--- Start Records shown ---
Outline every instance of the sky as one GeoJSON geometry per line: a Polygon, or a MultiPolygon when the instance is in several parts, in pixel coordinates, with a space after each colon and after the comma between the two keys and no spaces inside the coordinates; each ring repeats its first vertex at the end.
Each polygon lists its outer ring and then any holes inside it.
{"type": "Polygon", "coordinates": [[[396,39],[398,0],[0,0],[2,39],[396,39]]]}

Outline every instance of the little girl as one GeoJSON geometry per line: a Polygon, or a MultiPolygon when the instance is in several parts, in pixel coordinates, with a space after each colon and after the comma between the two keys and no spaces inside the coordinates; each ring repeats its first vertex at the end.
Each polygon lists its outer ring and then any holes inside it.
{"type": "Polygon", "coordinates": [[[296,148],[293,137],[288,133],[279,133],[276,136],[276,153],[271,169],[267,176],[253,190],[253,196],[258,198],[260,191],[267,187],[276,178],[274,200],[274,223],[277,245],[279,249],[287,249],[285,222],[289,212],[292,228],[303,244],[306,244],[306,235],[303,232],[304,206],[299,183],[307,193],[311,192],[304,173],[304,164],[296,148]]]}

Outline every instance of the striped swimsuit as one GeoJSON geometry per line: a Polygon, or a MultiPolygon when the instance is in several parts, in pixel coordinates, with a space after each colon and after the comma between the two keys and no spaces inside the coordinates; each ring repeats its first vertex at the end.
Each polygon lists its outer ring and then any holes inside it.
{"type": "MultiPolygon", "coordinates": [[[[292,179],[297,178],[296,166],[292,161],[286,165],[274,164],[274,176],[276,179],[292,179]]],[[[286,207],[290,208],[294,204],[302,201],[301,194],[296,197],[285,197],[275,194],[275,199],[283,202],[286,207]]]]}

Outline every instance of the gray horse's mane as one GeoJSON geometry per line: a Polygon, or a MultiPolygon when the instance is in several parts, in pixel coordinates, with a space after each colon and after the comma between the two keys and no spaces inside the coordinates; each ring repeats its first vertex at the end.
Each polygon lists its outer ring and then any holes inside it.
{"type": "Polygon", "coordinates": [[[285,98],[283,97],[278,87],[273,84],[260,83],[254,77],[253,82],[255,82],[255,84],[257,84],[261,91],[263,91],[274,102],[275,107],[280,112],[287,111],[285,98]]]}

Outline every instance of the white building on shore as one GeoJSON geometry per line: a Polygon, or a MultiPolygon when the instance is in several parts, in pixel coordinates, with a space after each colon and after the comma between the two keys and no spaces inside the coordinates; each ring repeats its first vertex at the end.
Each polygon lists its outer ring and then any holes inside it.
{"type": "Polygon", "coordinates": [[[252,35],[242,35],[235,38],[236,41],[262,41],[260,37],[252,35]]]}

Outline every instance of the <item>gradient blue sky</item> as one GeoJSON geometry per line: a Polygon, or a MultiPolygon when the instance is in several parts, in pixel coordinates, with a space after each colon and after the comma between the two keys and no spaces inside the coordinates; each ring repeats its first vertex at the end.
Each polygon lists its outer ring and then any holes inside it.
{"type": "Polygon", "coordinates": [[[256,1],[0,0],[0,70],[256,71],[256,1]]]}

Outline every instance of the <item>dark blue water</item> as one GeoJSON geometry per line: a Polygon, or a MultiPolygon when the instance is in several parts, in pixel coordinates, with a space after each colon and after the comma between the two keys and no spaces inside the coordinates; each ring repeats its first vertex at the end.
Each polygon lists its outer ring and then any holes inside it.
--- End Records shown ---
## Aim of the task
Copy every one of the items above, word for word.

## Output for this task
Outline every instance of the sky as one GeoJSON geometry per line: a Polygon, or a MultiPolygon when the instance is in several parts, in pixel coordinates, with a space after each colon and after the comma between the two keys and no spaces inside the coordinates; each ring repeats its first vertex at the end.
Each polygon lists its outer ring and then any holes inside it.
{"type": "Polygon", "coordinates": [[[396,39],[398,0],[0,0],[2,39],[396,39]]]}

Outline every instance of the little girl as one GeoJSON geometry per line: a Polygon, or a MultiPolygon when the instance is in several parts, in pixel coordinates, with a space after each colon and after the comma between the two keys and no spaces inside the coordinates; each ring repeats its first vertex at the end.
Each polygon lists its outer ring and then any holes inside it.
{"type": "Polygon", "coordinates": [[[296,148],[293,137],[288,133],[279,133],[276,136],[276,153],[271,169],[267,176],[253,190],[253,196],[258,198],[260,191],[267,187],[276,178],[274,200],[274,223],[277,245],[279,249],[287,249],[285,222],[289,212],[292,228],[303,244],[306,244],[306,235],[303,232],[304,206],[299,183],[307,193],[311,192],[304,173],[304,164],[296,148]]]}

Outline every instance of the striped swimsuit as one GeoJSON geometry per line: a Polygon, or a MultiPolygon when the instance is in several parts, in pixel coordinates, with a space after each colon and after the comma between the two keys and no spaces inside the coordinates; each ring repeats its first vertex at the end.
Each polygon lists its outer ring and then any holes inside it.
{"type": "MultiPolygon", "coordinates": [[[[292,179],[297,178],[296,166],[292,161],[286,165],[274,164],[274,176],[276,179],[292,179]]],[[[286,207],[290,208],[294,204],[302,201],[301,194],[296,197],[285,197],[275,194],[275,199],[283,202],[286,207]]]]}

Outline every instance of the gray horse's mane as one GeoJSON geometry per line: a Polygon, or a MultiPolygon when the instance is in several parts, in pixel coordinates, with a space after each colon and after the comma between the two keys and no spaces inside the coordinates; each ring repeats its first vertex at the end.
Each polygon lists its outer ring and then any holes inside it.
{"type": "Polygon", "coordinates": [[[285,98],[283,97],[278,87],[273,84],[260,83],[254,77],[253,82],[255,82],[255,84],[257,84],[261,91],[263,91],[274,102],[275,107],[280,112],[287,111],[285,98]]]}

Outline every instance of the white building on shore as one GeoJSON geometry per line: a Polygon, or a MultiPolygon when the instance is in several parts, in pixel coordinates, with a space after each colon and after the comma between the two keys and no spaces inside the coordinates; each ring repeats its first vertex at the end.
Each polygon lists its outer ring and then any holes inside it.
{"type": "Polygon", "coordinates": [[[252,35],[242,35],[235,38],[236,41],[262,41],[260,37],[252,35]]]}

Outline every instance of the <item>gradient blue sky</item> as one GeoJSON geometry per line: a Polygon, or a MultiPolygon when the instance is in several parts, in pixel coordinates, with a space after each colon and after the comma between the two keys and no spaces inside the coordinates; each ring repeats its first vertex at the end.
Each polygon lists its outer ring and then any holes inside it.
{"type": "Polygon", "coordinates": [[[256,1],[0,0],[0,70],[256,71],[256,1]]]}

Outline every instance of the <item>dark blue water</item> as one GeoJSON geometry per line: a Polygon, or a MultiPolygon when the instance is in several parts, in pixel coordinates, with a space after each colon and after the comma between the two keys and no spaces inside the coordinates; each ring repeats its first vertex at the end.
Each polygon lists its outer ring and then any holes inside it.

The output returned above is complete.